AJ: I didn't change the lock. I'm not a fucking locksmith to change the lock. I was on site when the door was getting changed yes.
BT: Or sorry, the door.
AJ: …the lock was already replaced.
BT: The lock was already replaced?
AJ: Dario installed the lock.
BT: Well wouldn’t you do the door and the lock at the same time?
AJ: They went there, they put the lock on. At at the start, the first day. When they went there and they put the timbers on there because you’ve got the photos of the timbers from Stuarts phone when you took a photo.
BT: Who put the, sorry, who put. Who did that bit?
AJ: Dario attended at the start, ok. He put a timber on the door from each side until he went and got a door. Ok.
BT: Yeah but
AJ: He installed the lock, and he took off. Stuart went there to go and install the door, the door was the wrong door, it was a hollow door, it wasn’t a solid door. It was the wrong measurement of the door. We ended up going, we ended up finding the doors at Moorebank Bunnings. Moorebank, Newbridge Road Bunnings, what-ever it is the Bunnings that's on Newbridge Road. Revesby, Moorebank whatever it is. The door was purchased from there, ok, we attended site. Dario dismantled the door.

▸ Information shown:

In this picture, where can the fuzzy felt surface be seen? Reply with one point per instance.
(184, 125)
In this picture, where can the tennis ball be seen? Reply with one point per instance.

▸ Set problem: In the transcript, what was wrong with the door Stuart first went to install?

▸ Result below: It was a hollow door instead of a solid one, and it was the wrong size.